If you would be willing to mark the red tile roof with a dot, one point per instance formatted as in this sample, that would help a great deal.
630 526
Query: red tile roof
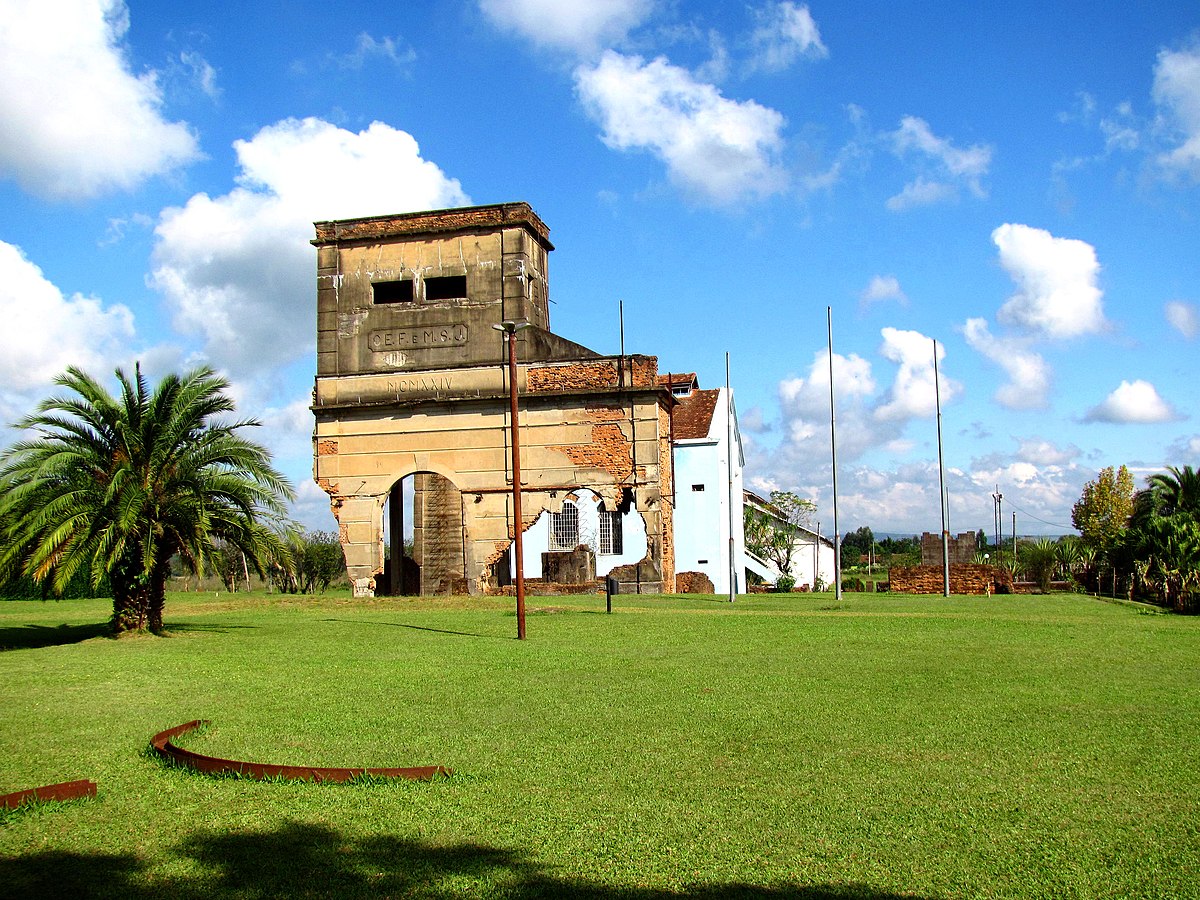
673 379
694 415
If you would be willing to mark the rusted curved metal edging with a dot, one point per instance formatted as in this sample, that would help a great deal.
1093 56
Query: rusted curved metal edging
261 771
61 791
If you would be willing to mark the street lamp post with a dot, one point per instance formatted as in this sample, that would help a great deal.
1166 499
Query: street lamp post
510 329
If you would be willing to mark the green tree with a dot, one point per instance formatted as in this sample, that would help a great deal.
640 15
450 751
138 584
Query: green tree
117 485
857 544
1038 561
1103 509
1164 535
774 532
318 561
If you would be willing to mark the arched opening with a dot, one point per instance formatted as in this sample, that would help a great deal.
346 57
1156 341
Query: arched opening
425 538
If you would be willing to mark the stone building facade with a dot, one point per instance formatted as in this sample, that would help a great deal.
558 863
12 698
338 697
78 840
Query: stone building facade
412 381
***
In full and without changes, repeat the listing above, but not its pictures.

If you would be willing to mark the red tile roof with a dot, one point per instance formatted as in this sample, that would help a great deal.
630 526
Query: red tile roof
673 379
694 415
If you would be willing to mark the rusted curved metal edging with a dot, one point per instance formatted as in this sample, that would help a great deal.
1093 56
Query: rusted curved metal edging
261 771
61 791
If you would be willing to mark the street lamp post with a dot, one point per instance formatted as in this sample, that would help a great deal.
1166 499
Query: street lamp post
510 329
If you would be willing to mark the green tree with a dot, one point per instance formatted as in this sample, that would help a great deal.
640 15
450 751
138 584
Query: green tree
117 485
857 544
1038 561
1103 509
1164 535
774 532
318 561
If you would be willing to mark the arched opening with a dot, one point per instance formatted as in this sample, that would help a great deal.
346 57
1156 341
Query: arched opening
425 538
If you would be willing to mark the stone building facade with a dot, one point per instance formatted as in this sample, that would help a great deal.
558 863
12 698
338 697
78 840
Query: stone building facade
412 381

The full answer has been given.